# START OF RECORD EXCERPTS

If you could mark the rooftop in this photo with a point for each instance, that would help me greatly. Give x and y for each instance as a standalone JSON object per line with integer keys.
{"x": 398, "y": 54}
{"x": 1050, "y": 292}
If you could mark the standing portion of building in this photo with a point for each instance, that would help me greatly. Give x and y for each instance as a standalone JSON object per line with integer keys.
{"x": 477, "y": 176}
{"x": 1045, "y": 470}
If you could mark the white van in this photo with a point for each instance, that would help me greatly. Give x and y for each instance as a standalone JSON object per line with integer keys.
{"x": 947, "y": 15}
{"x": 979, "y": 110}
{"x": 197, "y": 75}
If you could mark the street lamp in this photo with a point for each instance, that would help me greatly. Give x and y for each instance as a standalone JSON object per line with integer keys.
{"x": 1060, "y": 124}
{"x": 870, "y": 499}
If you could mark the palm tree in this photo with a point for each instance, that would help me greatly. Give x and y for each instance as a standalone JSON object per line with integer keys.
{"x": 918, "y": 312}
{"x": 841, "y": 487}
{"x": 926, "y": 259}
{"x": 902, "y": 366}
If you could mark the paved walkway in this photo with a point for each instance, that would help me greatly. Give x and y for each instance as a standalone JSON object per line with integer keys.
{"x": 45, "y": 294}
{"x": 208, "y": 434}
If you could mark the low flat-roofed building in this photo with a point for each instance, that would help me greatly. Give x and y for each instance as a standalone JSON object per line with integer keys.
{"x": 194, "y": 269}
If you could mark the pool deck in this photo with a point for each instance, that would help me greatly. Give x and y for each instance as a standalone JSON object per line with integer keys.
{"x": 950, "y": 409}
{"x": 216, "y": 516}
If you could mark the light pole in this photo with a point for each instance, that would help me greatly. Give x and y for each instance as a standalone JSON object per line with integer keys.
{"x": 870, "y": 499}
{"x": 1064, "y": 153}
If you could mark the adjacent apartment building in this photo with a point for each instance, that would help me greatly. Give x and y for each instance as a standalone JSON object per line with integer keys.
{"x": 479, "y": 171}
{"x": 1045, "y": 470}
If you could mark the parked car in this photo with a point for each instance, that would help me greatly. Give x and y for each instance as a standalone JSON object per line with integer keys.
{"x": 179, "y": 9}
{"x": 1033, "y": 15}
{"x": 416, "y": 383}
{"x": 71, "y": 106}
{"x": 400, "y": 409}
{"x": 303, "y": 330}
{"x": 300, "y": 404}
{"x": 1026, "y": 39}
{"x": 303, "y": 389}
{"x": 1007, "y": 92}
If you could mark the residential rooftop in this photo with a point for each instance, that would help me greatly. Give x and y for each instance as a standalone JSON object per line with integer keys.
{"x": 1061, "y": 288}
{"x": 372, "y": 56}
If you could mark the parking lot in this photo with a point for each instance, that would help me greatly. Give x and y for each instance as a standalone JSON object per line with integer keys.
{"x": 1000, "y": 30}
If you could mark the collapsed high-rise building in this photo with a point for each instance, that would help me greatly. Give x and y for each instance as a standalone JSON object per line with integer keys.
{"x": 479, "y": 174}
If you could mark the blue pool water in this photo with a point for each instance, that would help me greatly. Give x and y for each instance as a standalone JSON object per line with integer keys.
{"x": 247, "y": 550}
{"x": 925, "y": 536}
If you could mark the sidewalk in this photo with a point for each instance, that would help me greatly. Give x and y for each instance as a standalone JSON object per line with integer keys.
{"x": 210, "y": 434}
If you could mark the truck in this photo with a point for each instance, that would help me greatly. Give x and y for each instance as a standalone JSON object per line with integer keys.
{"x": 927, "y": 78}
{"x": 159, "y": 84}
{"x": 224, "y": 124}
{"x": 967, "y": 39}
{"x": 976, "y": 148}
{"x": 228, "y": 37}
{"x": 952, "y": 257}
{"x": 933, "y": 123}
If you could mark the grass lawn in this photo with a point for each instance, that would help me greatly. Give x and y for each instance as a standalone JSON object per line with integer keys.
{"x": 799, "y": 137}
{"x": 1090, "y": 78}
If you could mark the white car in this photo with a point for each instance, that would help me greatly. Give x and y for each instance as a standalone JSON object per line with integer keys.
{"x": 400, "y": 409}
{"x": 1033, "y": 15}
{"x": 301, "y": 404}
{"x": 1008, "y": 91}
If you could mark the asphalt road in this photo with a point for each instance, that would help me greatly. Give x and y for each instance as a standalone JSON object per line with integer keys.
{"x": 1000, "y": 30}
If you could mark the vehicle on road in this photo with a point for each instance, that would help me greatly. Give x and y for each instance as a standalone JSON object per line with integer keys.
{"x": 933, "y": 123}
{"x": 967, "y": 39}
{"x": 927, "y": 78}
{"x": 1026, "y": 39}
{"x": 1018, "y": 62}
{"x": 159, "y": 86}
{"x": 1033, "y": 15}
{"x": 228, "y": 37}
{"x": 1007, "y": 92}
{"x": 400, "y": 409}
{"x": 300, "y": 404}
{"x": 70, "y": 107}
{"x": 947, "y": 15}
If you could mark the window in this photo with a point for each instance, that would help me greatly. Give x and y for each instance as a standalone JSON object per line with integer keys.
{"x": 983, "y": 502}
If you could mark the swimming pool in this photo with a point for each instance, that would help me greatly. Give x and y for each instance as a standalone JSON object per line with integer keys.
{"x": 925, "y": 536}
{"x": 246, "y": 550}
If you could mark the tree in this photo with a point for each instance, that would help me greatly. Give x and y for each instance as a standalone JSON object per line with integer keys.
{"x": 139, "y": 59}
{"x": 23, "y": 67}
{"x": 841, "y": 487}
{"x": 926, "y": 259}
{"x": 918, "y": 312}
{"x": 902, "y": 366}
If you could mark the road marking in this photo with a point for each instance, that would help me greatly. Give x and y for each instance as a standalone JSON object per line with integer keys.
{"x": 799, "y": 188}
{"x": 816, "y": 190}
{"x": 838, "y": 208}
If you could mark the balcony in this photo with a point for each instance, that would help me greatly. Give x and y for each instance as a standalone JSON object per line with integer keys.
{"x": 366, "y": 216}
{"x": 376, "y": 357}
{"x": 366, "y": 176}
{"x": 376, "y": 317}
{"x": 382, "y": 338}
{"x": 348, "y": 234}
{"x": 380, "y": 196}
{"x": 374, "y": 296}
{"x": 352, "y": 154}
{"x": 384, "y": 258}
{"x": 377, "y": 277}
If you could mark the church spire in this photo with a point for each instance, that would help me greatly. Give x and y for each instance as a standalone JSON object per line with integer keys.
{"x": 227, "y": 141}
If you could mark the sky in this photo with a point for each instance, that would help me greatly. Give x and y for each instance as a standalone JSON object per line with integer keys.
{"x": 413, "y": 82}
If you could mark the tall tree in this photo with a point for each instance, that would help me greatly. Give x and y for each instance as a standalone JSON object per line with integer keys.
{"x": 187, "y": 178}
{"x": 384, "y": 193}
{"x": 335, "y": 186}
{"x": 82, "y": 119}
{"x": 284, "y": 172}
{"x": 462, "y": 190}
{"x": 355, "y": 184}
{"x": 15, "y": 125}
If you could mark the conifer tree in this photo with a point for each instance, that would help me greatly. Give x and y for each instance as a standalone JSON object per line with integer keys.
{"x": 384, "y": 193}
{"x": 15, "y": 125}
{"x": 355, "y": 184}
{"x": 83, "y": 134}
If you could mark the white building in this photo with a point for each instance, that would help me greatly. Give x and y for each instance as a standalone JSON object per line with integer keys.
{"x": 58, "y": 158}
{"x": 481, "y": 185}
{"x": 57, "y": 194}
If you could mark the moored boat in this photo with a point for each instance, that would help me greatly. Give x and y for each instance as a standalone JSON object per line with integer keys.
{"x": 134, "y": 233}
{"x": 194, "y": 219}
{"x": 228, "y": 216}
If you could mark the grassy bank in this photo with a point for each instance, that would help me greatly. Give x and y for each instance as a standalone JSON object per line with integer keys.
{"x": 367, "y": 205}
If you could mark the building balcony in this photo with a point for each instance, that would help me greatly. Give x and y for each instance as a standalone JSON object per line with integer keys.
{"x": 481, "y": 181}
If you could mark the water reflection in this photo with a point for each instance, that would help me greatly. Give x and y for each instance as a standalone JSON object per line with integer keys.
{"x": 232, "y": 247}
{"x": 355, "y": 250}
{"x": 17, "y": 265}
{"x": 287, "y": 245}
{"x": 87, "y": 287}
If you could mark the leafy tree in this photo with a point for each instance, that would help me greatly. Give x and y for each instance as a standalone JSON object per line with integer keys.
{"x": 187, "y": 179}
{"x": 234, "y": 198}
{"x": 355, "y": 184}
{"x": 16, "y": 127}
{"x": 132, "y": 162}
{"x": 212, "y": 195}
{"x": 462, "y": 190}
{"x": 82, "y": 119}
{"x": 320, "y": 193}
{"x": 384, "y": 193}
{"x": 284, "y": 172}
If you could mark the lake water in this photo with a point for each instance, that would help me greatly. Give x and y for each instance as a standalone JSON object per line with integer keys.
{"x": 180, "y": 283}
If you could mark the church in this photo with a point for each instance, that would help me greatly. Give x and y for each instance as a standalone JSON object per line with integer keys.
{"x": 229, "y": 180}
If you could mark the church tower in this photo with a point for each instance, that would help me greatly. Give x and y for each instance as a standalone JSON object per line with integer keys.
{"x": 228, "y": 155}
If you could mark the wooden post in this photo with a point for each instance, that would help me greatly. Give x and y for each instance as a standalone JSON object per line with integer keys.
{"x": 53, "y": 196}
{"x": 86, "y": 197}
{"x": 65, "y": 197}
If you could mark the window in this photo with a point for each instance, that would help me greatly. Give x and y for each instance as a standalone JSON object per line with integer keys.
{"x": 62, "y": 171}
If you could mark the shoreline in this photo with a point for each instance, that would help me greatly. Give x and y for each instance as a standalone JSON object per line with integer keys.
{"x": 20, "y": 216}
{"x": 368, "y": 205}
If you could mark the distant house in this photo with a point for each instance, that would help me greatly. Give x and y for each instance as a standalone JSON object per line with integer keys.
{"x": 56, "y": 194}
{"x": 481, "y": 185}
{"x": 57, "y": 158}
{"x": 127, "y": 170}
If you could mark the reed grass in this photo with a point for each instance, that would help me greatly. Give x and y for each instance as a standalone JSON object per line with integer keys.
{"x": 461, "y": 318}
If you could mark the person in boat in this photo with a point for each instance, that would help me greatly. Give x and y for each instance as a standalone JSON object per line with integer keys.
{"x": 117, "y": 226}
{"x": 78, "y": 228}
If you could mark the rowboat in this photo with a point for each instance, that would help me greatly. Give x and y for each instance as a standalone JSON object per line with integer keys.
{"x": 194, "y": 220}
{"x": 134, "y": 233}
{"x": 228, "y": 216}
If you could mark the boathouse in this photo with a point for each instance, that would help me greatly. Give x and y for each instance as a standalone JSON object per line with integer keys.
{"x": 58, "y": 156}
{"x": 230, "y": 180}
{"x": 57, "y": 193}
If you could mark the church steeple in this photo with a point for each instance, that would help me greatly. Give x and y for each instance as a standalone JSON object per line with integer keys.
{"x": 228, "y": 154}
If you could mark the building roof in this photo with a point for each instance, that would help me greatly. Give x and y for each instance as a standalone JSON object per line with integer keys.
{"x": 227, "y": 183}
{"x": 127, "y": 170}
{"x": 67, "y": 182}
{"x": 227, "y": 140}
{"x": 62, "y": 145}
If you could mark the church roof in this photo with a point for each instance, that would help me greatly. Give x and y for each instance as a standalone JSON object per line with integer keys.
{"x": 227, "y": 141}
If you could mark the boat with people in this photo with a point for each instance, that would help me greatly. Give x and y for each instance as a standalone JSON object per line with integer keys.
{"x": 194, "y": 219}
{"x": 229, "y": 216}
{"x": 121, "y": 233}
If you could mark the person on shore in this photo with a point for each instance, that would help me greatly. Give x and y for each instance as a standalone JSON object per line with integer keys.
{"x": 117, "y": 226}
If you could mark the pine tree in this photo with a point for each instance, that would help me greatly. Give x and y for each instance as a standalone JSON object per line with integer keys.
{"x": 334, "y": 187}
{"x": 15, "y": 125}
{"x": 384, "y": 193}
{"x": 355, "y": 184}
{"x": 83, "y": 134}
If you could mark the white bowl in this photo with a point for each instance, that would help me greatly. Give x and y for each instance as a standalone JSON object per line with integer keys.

# END OF RECORD EXCERPTS

__TASK DIRECTIONS__
Repeat only the lines from the one holding "If you could mark the pine" through the last line of the data.

__WRITTEN SOLUTION__
If you could mark the pine tree in this photo with a point for each instance, that would help me greatly. Give x and y for each instance as a standalone JSON object per line with integer keys.
{"x": 334, "y": 187}
{"x": 15, "y": 125}
{"x": 384, "y": 193}
{"x": 355, "y": 184}
{"x": 83, "y": 134}
If you could mark the white bowl in this photo with a point for each instance, that would help me greatly. Give x and y for each instance as a standalone JSON object per line with integer keys.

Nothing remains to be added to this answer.